Situasi ini meninggalkan perasaan tidak nyaman dan meragukan perlindungan terhadap jurnalis dalam menjalankan tugasnya, bahkan tidak jarang kultur kekerasan itu datang dari lingkungan media itu sendiri. NN hanya satu dari banyak jurnalis perempuan yang mengalami pelecehan ataupun kekerasan seksual saat menunaikan tugasnya.
Dalam FGD, J, inisial nama, mengkategorikan ancaman terhadap jurnalis perempuan menjadi dua, yaitu internal dan eksternal, yang berasal dari rekan kerja dan narasumber. Pada kesempatan ini, ia menceritakan pengalamannya saat seorang rekan kerja kerjanya memperlakukan dirinya dengan cara merendahkan dan secara langsung mengomentari bentuk tubuhnya. Saat setelah mengalami pelecehan tersebut, J langsung melaporkan kepada atasannya, namun sangat disayangkan tanggapan dari atasannya tidak begitu memperhatikan laporan kekerasan seksual yang ia alami.
“Kasus pelecehan seperti ini sering dialami oleh jurnalis perempuan, khususnya terkait keselamatan dan keamanan mereka. Jarang sekali perusahaan media memberikan edukasi terkait kekerasan dan pelecehan di lingkup kerja, baik di ruang redaksi maupun di lapangan. Hal ini sangat disayangkan karena minimnya edukasi terkait pelecehan seksual 10 tahun terakhir memberikan peluang bagi terjadinya tindakan pelecehan,” ujarnya.
Tantangan lain yang dihadapi jurnalis perempuan di dunia kerja yakni dalam kesenjangan pendapatan, di mana jurnalis perempuan sering dibayar lebih rendah dibandingkan dengan rekan kerja mereka yang berjenis kelamin laki-laki. “Kami sudah bekerja keras, sama kerasnya seperti laki-laki, belum lagi dihadapi dengan berbagai ancaman mulai dari fisik, verbal, digital, hingga seksual, namun kami juga masih harus dihadapkan dengan upah yang lebih murah, hanya karena kami perempuan,” kata NN.

_Langkah yang Diperlukan_
[1] Menurut teks tentang jurnalis perempuan, J membagi ancaman terhadap jurnalis perempuan menjadi dua jenis apa?
[2] Ubahlah isi daftar, mulai dari baris yang memuat "Practice step: put a point on each instance of the plastic" hingga baris terakhir daftar, menjadi tabel Markdown dengan kolom "Nomor" dan "Baris Daftar". Lewati baris kosong.

Label titik objek
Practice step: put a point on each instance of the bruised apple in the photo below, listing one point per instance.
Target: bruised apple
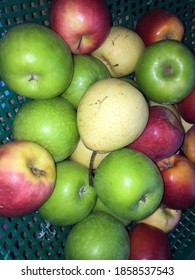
(27, 177)
(159, 24)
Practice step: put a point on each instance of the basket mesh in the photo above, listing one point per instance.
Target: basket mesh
(30, 237)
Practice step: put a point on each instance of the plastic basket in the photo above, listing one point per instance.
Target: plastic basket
(30, 237)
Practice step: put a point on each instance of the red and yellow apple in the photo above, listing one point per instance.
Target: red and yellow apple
(27, 177)
(83, 24)
(188, 146)
(163, 218)
(186, 107)
(162, 136)
(178, 174)
(159, 24)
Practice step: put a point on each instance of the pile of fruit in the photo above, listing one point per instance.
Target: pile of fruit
(105, 142)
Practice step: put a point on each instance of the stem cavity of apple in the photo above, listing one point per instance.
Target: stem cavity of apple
(33, 77)
(37, 172)
(168, 70)
(91, 168)
(79, 45)
(81, 191)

_Hasil Tiap Tugas_
[1] Ancaman internal dan eksternal, yang berasal dari rekan kerja dan narasumber.

[2]
| Nomor | Baris Daftar |
|---|---|
| 1 | Practice step: put a point on each instance of the plastic basket in the photo above, listing one point per instance. |
| 2 | Target: plastic basket |
| 3 | (30, 237) |
| 4 | Practice step: put a point on each instance of the red and yellow apple in the photo above, listing one point per instance. |
| 5 | Target: red and yellow apple |
| 6 | (27, 177) |
| 7 | (83, 24) |
| 8 | (188, 146) |
| 9 | (163, 218) |
| 10 | (186, 107) |
| 11 | (162, 136) |
| 12 | (178, 174) |
| 13 | (159, 24) |
| 14 | Practice step: put a point on each instance of the pile of fruit in the photo above, listing one point per instance. |
| 15 | Target: pile of fruit |
| 16 | (105, 142) |
| 17 | Practice step: put a point on each instance of the stem cavity of apple in the photo above, listing one point per instance. |
| 18 | Target: stem cavity of apple |
| 19 | (33, 77) |
| 20 | (37, 172) |
| 21 | (168, 70) |
| 22 | (91, 168) |
| 23 | (79, 45) |
| 24 | (81, 191) |